_Exercise description_
In the data that follows, how many lines include the string "positive"? Answer with the number alone.

Extracted data entries
-=-=-

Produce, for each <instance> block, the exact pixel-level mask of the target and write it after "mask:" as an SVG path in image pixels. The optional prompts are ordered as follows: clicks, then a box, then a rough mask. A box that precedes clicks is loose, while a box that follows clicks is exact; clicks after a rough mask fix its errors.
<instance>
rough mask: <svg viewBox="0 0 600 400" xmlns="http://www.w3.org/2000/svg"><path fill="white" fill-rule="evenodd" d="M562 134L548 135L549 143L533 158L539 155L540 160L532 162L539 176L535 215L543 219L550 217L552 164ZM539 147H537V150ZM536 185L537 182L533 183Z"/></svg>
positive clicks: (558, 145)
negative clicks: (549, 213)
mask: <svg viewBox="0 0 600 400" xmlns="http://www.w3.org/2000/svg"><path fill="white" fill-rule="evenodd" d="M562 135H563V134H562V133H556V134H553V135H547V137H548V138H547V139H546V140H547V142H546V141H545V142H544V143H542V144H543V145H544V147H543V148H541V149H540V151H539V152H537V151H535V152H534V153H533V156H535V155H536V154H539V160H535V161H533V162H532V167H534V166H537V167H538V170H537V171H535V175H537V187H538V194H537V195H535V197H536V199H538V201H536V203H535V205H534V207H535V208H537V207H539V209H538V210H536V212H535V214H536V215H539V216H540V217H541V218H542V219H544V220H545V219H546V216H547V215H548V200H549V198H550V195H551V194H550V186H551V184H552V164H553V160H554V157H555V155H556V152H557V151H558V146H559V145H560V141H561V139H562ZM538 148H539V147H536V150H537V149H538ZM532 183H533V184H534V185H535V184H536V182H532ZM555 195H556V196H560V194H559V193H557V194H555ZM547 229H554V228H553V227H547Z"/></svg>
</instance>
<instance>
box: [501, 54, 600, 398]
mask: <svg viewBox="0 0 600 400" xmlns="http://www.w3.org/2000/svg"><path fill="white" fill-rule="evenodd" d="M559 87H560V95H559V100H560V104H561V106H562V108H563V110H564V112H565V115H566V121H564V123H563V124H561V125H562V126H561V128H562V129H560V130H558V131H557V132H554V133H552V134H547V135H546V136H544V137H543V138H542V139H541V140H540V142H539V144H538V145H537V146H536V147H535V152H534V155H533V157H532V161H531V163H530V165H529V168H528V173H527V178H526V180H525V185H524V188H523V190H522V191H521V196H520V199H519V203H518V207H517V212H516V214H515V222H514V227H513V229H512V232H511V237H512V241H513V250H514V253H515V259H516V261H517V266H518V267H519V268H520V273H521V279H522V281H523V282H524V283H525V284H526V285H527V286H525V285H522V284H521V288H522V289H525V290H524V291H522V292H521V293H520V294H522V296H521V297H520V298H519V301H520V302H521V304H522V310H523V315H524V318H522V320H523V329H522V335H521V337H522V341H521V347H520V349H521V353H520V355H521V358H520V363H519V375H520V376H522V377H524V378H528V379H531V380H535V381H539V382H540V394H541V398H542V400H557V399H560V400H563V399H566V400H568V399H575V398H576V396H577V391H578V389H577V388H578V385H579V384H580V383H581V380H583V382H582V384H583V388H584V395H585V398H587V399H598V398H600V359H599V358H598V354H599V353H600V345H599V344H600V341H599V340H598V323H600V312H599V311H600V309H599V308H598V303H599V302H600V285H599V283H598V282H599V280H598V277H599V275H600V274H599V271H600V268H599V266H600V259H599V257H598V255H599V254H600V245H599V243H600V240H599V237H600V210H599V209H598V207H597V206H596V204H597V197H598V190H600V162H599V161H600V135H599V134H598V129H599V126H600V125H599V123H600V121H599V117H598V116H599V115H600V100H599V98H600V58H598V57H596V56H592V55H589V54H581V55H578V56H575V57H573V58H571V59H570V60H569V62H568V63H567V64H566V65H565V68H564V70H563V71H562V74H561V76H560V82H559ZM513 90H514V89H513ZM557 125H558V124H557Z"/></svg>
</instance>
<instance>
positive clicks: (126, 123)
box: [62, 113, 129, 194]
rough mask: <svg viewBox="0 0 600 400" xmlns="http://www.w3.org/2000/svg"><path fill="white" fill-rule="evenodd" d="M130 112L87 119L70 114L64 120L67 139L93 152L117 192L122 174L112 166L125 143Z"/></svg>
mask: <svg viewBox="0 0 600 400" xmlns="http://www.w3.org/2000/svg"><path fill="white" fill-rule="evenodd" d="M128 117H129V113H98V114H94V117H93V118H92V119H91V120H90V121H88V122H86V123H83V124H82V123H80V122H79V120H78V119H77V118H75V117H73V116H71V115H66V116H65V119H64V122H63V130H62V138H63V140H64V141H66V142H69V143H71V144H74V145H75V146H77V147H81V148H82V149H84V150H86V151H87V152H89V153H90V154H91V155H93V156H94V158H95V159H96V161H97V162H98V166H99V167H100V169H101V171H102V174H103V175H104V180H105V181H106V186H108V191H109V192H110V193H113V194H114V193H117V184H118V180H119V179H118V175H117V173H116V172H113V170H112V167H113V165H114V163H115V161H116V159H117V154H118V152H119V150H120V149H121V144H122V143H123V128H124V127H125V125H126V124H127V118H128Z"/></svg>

-=-=-

_Reply to the exercise_
2